Vorgehensweise: Ändern Sie im Text zu Lebensmittel-Rückrufen den Abschnitt zwischen „Lebensmittel-Rückrufe laut foodwatch“ und „Produkten zu warnen.“ einschließlich, indem Sie „verharmlost“ durch „heruntergespielt“ ersetzen. Geben Sie den geänderten Abschnitt aus.

Angezeigter Text:
■ ■ ■ ■ ■ ■ ■
Lebensmittel-Rückrufe laut foodwatch oft zu spät oder gar nicht
Neben einer zu späten oder gar komplett ausbleibenden Rückrufaktion, werden zudem die gesundheitlichen Risiken der Lebensmittel, die zum Beispiel mit Bakterien belastet sind oder Fremdkörper enthalten, immer wieder verharmlost. Der Report „Um Rückruf wird gebeten“ von foodwatch kritisiert außerdem auch das staatliche Internetportal lebensmittelwarnung.de als gescheitert. Eine Auswertung von allen 92 Rückrufaktionen, die dort in zwei Testzeiträumen über insgesamt zwölf Monate hinweg veröffentlicht wurden, ergab: Die verantwortlichen Behörden stellen fast jede zweite Warnung (47 Prozent) verspätet auf die Seite. Die betroffenen Lebensmittelunternehmen nutzen praktisch nie alle verfügbaren Kommunikationskanäle, um vor unsicheren Produkten zu warnen.
Handel muss handeln
„Hersteller rufen heute viel häufiger ihre Produkte zurück als noch vor ein paar Jahren – dennoch können die Verbraucherinnen und Verbraucher nicht sicher sein, dass im Fall der Fälle wirklich ein Rückruf gestartet wird und vor allem, dass sie davon auch erfahren“, sagte foodwatch-Deutschland-Geschäftsführer Martin Rücker. „Der Handel spielt eine besonders wichtige Rolle bei der Information von Kundinnen und Kunden über unsichere Lebensmittel. Es wird höchste Zeit, dass Supermärkte an zentraler Stelle über alle Rückrufaktionen aus ihrem Sortiment informieren – dazu sind sie bisher nicht verpflichtet, und die wenigsten Handelsunternehmen leisten hier ihren Beitrag.“
Mit einer heute gestarteten E-Mail-Aktion forderte foodwatch die großen Handelsketten auf, in Zukunft mit Aushängen in den Märkten, mit Newslettern und in Social-Media-Kanälen über Lebensmittelwarnungen zu informieren.
foodwatch prangert fehlende Klarheit an
Lena Blanken, Expertin für Lebensmittelhandel bei foodwatch, erklärte: „An allen Ecken fehlt es an Klarheit: Das Lebensmittelrecht lässt zu viele Spielräume, wann ein Rückruf erforderlich ist. Den Behörden sind oftmals die Hände gebunden, weil sowohl die Risikoeinschätzung als auch die öffentliche Warnung in erster Linie Aufgabe der Unternehmen ist, die hier einen unauflösbaren Interessenkonflikt haben. Nicht zuletzt geht fast jede Behörde gegenüber den Unternehmen anders vor, weil es an Standards fehlt.“ So gebe es keinen Katalog, auf welchem Weg eine Warnung verbreitet werden muss – die Behörden verlangten oft nur den Versand einer Pressemitteilung an eine Nachrichtenagentur. Newsletter, Facebook-Seiten oder zentrale Aushangflächen im Einzelhandel blieben vielfach ungenutzt. Beispiele aus der Auswertung von foodwatch:
- Eine Warnung vor potenziell listerienbelasteten Pilzen erschien erst drei Tage nach der Herstellerwarnung auf der staatlichen Internetseite – weil dazwischen Silvester und der Neujahrstag lagen und die zuständige Behörden an Feiertagen wie an Wochenenden grundsätzlich keine Informationen auf lebensmittelwarnung.de einstellt.
■ ■ ■ ■ ■ ■ ■
Datenauszug:
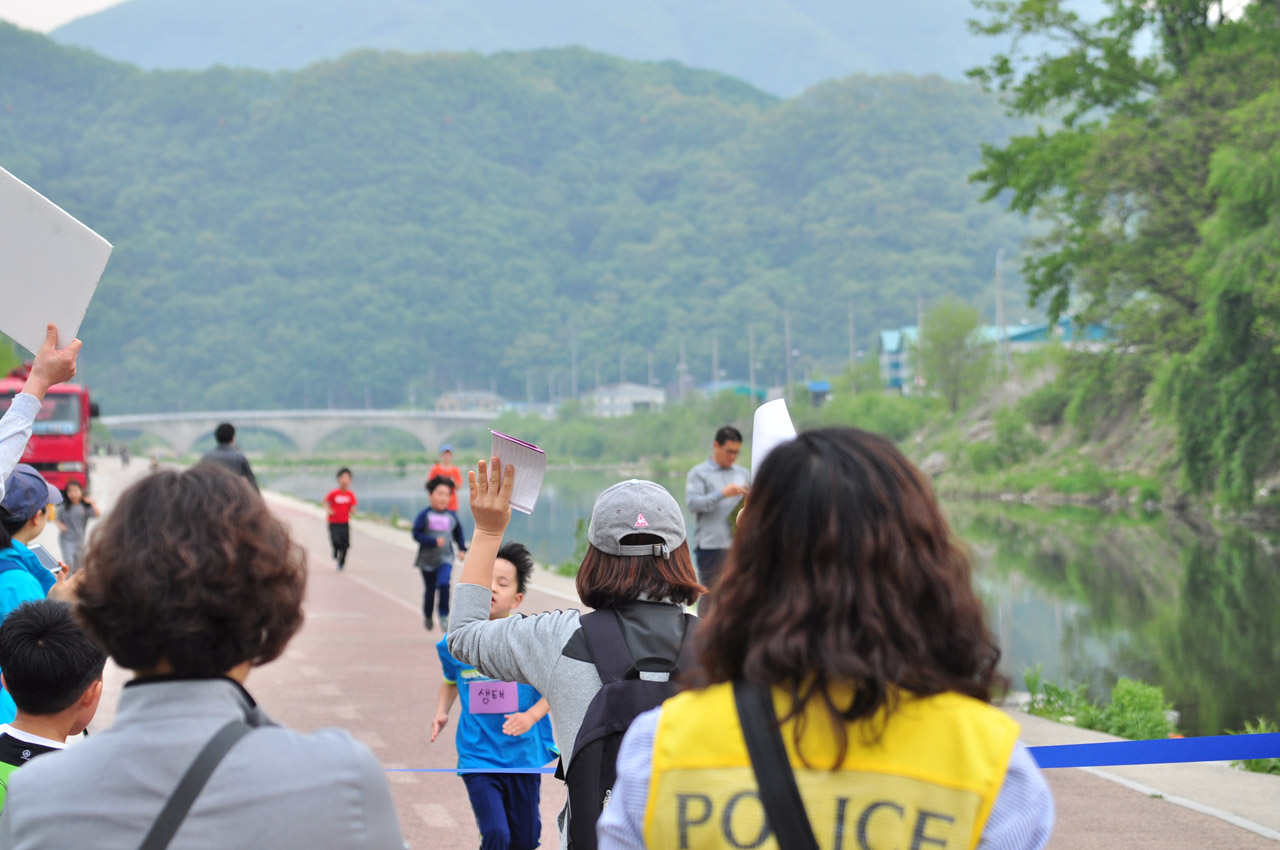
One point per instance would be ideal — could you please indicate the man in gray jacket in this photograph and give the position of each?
(713, 489)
■ ■ ■ ■ ■ ■ ■
Lösung:
Lebensmittel-Rückrufe laut foodwatch oft zu spät oder gar nicht
Neben einer zu späten oder gar komplett ausbleibenden Rückrufaktion, werden zudem die gesundheitlichen Risiken der Lebensmittel, die zum Beispiel mit Bakterien belastet sind oder Fremdkörper enthalten, immer wieder heruntergespielt. Der Report „Um Rückruf wird gebeten“ von foodwatch kritisiert außerdem auch das staatliche Internetportal lebensmittelwarnung.de als gescheitert. Eine Auswertung von allen 92 Rückrufaktionen, die dort in zwei Testzeiträumen über insgesamt zwölf Monate hinweg veröffentlicht wurden, ergab: Die verantwortlichen Behörden stellen fast jede zweite Warnung (47 Prozent) verspätet auf die Seite. Die betroffenen Lebensmittelunternehmen nutzen praktisch nie alle verfügbaren Kommunikationskanäle, um vor unsicheren Produkten zu warnen.